4. Main Proposition and Supporting claims
The central goal of this section is to prepare for an
accept–reject sampling algorithm for the joint
posterior \(\pi(\beta,d)\).
In such algorithms, we need two ingredients:
- Proposal distributions — simple, tractable
distributions from which we can easily generate candidate values for
\((\beta,d)\).
- Correction terms — adjustments that ensure the proposals form valid upper bounds on the true posterior, so that the accept–reject step is mathematically justified.
To make this work, we will express the log‑posterior in a form that
separates these two roles:
- the proposal part, which generates candidates,
and
- the correction part, which determines the acceptance
probability.
Before we can state the main proposition that formalizes this decomposition, we need to introduce the constants and auxiliary quantities that appear in both the proposals and the corrections. These constants:
- Define the dispersion bounds, tangency maps, and slopes that
structure the proposals.
- Encode bounding line parameters and extrapolated constants that
guarantee the correction terms are non‑negative.
- Provide a bridge between the mathematical formulation and the implementation, since many of these constants correspond directly to terms in the code.
By laying out these constants first, we ensure that every symbol used in the proposition and its supporting claims is defined explicitly and consistently. The table below serves as a reference point for all subsequent derivations.

Given request A
Rewrite the section passage starting with "4. Main Proposition" and going on through "posterior \(\pi(\beta,d)\).", substituting "chapter" for "section".
Given request B
According to the section passage, why are the constants and auxiliary quantities introduced before the main proposition is stated?
The material after this passage is not needed for any of the work here.

Data block
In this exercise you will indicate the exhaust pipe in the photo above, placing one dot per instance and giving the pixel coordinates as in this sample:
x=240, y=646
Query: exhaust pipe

Complete response A
4. Main Proposition and Supporting claims
The central goal of this chapter is to prepare for an
accept–reject sampling algorithm for the joint
posterior \(\pi(\beta,d)\).

Complete response B
These constants appear in both the proposals and the corrections. Setting them out first ensures that every symbol used in the proposition and its supporting claims is defined explicitly and consistently. The table that follows then serves as a reference point for all later derivations.